Но как раз этого-то и не делает Мориак. Он пишет «Воспоминания», но это не мемуары».

Надеюсь, смертный приговор Мориака минует меня: вроде — у меня не совсем мемуары, и воспоминания не совсем «внутренние», а, скорее, — «внешние»; пишу о многом и о многих.

А само желание писать? Так это то же, что и желание рисовать, желание ваять, желание конструировать, строить…, — это желание создавать. Не осознанно, — оно есть желание продлить своё присутствие на Земле: не все ведь верят в загробную жизнь.

А удовлетворение желания рождает радость. Только искать эту радость нужно с отдачей эмоциональных сил. К этому призывает пишущих Рей Брэдбери своим эссе «Радость писательства»:

«… попроси меня любой писатель назвать самое главное в нём как в писателе, попроси назвать то, что что побуждает его придавать материалу ту, а не другую форму и несёт его туда, куда он хочет попасть, ответом будет: твой пыл, твоя увлечённость».

Затем и пишу, что испытал и продолжаю испытывать пыл и увлеченность, испытываю в писательстве радость творчества.

 Ленинград. Годы 1969 — 1979 (Окончание главы)

 Гроб с телом Мевиуса был установлен под открытым небом во дворе завода «Красный Октябрь».

Между проходной и зданием, в котором десять лет тому назад был сколочен молодёжный коллектив, создавший замечательный ракетный двигатель, были сколочены козлы, затянутые кумачом… — как раз на середине того пути, который я десять лет тому назад проделал полон трепета и жажды дерзать.

 Сейчас я стоял в карауле: спиной к гробу, лицом к родным и сослуживцам. Но я не видел этих людей, — я видел Анатолия Сергеевича, лежащего в гробу за моей спиной.

━━━━━━━━━━━━━━━━━━━━━━━━━━━━━━

Поставленная задача A: Повторите дословно отрывок из цитируемого текста: начните с того места, где есть слова «Гроб с телом», и остановитесь после слов «за моей спиной.».
Поставленная задача B: Где, согласно цитируемому тексту, был установлен гроб с телом Мевиуса?

━━━━━━━━━━━━━━━━━━━━━━━━━━━━━━

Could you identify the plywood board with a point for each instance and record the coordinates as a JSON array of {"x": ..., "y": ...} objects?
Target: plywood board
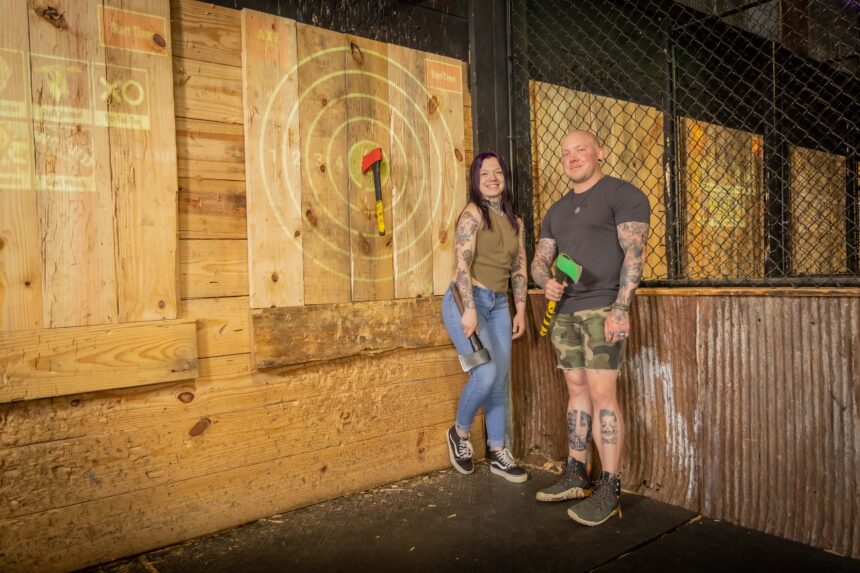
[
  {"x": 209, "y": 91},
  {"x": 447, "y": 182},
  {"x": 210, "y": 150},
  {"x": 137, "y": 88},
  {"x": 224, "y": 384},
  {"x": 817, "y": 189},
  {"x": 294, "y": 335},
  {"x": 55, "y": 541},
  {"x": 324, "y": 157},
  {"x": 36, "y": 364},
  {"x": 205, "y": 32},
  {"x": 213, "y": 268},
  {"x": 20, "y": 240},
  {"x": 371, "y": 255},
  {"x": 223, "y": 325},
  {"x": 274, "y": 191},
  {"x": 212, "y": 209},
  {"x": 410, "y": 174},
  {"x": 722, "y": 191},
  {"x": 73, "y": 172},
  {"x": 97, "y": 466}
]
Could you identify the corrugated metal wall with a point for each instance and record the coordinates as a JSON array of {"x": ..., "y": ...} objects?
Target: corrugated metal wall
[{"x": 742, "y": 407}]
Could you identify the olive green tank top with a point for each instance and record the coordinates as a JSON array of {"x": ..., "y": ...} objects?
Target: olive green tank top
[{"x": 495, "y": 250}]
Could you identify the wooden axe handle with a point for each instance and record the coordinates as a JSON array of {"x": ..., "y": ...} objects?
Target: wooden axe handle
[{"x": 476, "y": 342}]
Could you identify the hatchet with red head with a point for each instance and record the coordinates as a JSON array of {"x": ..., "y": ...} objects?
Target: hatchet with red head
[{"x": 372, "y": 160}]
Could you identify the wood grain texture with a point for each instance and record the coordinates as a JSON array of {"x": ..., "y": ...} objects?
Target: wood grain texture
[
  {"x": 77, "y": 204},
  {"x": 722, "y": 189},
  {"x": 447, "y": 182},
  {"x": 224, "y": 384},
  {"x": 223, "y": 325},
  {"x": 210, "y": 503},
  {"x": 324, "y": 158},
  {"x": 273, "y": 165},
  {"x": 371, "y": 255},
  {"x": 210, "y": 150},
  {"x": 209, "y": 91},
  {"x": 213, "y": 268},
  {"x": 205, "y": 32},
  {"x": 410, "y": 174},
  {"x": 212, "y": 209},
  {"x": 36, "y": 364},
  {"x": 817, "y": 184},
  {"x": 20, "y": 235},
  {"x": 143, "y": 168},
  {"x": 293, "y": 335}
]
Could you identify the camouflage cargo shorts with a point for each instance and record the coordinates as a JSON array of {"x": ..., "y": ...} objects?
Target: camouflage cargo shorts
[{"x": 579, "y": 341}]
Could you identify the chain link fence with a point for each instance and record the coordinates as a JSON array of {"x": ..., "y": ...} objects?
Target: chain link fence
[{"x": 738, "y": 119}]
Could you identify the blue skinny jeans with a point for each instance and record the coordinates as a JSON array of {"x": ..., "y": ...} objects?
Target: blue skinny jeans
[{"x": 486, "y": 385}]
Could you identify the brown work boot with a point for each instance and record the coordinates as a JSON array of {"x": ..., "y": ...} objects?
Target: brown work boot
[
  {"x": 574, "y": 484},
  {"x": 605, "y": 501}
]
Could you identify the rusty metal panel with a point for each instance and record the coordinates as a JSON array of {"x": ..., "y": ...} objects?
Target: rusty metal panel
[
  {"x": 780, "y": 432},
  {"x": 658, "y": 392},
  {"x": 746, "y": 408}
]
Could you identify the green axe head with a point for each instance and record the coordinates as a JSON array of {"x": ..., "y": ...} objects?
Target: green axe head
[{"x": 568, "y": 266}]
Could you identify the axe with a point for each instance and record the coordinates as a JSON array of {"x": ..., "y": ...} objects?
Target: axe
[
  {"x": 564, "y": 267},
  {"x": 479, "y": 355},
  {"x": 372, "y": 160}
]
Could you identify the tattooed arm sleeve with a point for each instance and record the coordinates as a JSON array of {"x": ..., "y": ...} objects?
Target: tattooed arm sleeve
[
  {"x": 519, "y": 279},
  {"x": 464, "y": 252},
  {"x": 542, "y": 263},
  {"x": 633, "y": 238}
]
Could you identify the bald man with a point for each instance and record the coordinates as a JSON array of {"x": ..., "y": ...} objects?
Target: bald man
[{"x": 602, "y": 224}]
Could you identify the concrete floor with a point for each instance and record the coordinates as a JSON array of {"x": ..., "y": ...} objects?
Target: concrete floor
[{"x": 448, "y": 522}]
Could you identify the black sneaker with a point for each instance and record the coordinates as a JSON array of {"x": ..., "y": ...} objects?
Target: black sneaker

━━━━━━━━━━━━━━━━━━━━━━━━━━━━━━

Полный ответ A:
Гроб с телом Мевиуса был установлен под открытым небом во дворе завода «Красный Октябрь».

Между проходной и зданием, в котором десять лет тому назад был сколочен молодёжный коллектив, создавший замечательный ракетный двигатель, были сколочены козлы, затянутые кумачом… — как раз на середине того пути, который я десять лет тому назад проделал полон трепета и жажды дерзать.

 Сейчас я стоял в карауле: спиной к гробу, лицом к родным и сослуживцам. Но я не видел этих людей, — я видел Анатолия Сергеевича, лежащего в гробу за моей спиной.

Полный ответ B: Под открытым небом во дворе завода «Красный Октябрь».